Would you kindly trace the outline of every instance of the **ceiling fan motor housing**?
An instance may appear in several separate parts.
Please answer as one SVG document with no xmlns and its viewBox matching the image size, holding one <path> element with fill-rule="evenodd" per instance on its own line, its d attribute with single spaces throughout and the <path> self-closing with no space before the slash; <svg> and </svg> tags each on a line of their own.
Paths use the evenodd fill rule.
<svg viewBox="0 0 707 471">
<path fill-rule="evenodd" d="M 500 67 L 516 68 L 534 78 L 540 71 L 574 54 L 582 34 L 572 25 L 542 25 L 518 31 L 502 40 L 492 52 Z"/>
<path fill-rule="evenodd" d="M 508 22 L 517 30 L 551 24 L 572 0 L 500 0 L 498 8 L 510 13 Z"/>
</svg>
--*--
__THE REQUEST__. Turn every line of the records above into a numbered list, and leave out any blank lines.

__WRITTEN RESPONSE__.
1. Would you kindly trace the outline of every instance of the **ceiling fan motor housing**?
2. An instance may appear in several separate parts.
3. Please answer as one SVG document with no xmlns and its viewBox matching the image size, holding one <path> element with fill-rule="evenodd" per instance on its own line, its d attribute with single spaces throughout and the <path> self-closing with no space before the slash; <svg> and </svg> tags each on a line of their own.
4. Paths use the evenodd fill rule.
5. <svg viewBox="0 0 707 471">
6. <path fill-rule="evenodd" d="M 500 67 L 516 68 L 534 78 L 540 71 L 574 54 L 582 34 L 572 25 L 542 25 L 518 31 L 502 40 L 492 52 Z"/>
7. <path fill-rule="evenodd" d="M 508 22 L 517 30 L 551 24 L 572 0 L 500 0 L 498 8 L 510 13 Z"/>
8. </svg>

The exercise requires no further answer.